→ **To-do list**
a - Please revise the passage about the Uncivil podcast, starting at "A new podcast" and ending at "Civil War era.", and swap "podcast" for "show".
b - According to the Uncivil passage, where do the hosts stand during the first episode's prologue?

→ **Supplied passage**
— Start —

A new podcast debuted a couple weeks ago called “Uncivil.” It focuses on the divisions in our country that caused the Civil War and that still divide us today. As their website announces, they aim to “ransack the official version of the Civil War, and take on the history you grew up with.” In its first few episodes it has lived up to that claim, dismantling persistent myths about the Civil War era.

The first episode featured a prologue which left a lasting impression on me. In the segment, hosts Jack Hitt and Chenjerai Kumanyika stand in Lincoln Park in Washington D.C. The sounds of a busy city hum in the background as they describe the Freedman’s Memorial (also known as the Emancipation Memorial). The statue depicts Lincoln standing over a kneeling freedman, his hand extended in a sort of blessing, perhaps bidding him to stand. The freedman still wears shackles but his chains have been broken.

The memorial represents an effort to celebrate a great moment in our history but sadly, as they observe, it looks for all the world as though the freedman is stooping to shine Lincoln’s boots. And it perpetuates the myth of Lincoln as the Great Emancipator, single-handedly striking down slavery with a stroke of the pen.[1] The depiction of a crouched, half-naked former slave does not, as Kumanyika states, “give credit or represent the agency of black people in freeing themselves.” He pauses, then says, “I hate this statue.”

— End —

→ **Dataset section**
— Start —

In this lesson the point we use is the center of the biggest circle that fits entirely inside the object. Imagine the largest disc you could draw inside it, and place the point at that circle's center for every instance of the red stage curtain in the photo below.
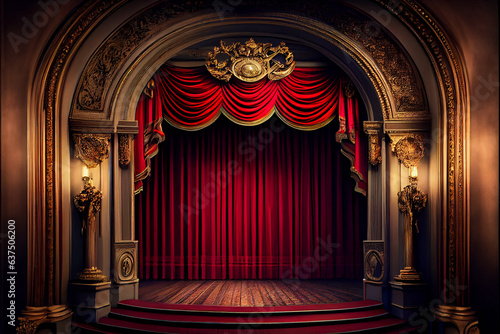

— End —

→ **Task-by-task solutions**
a -
A new show debuted a couple weeks ago called “Uncivil.” It focuses on the divisions in our country that caused the Civil War and that still divide us today. As their website announces, they aim to “ransack the official version of the Civil War, and take on the history you grew up with.” In its first few episodes it has lived up to that claim, dismantling persistent myths about the Civil War era.

b - In Lincoln Park in Washington D.C.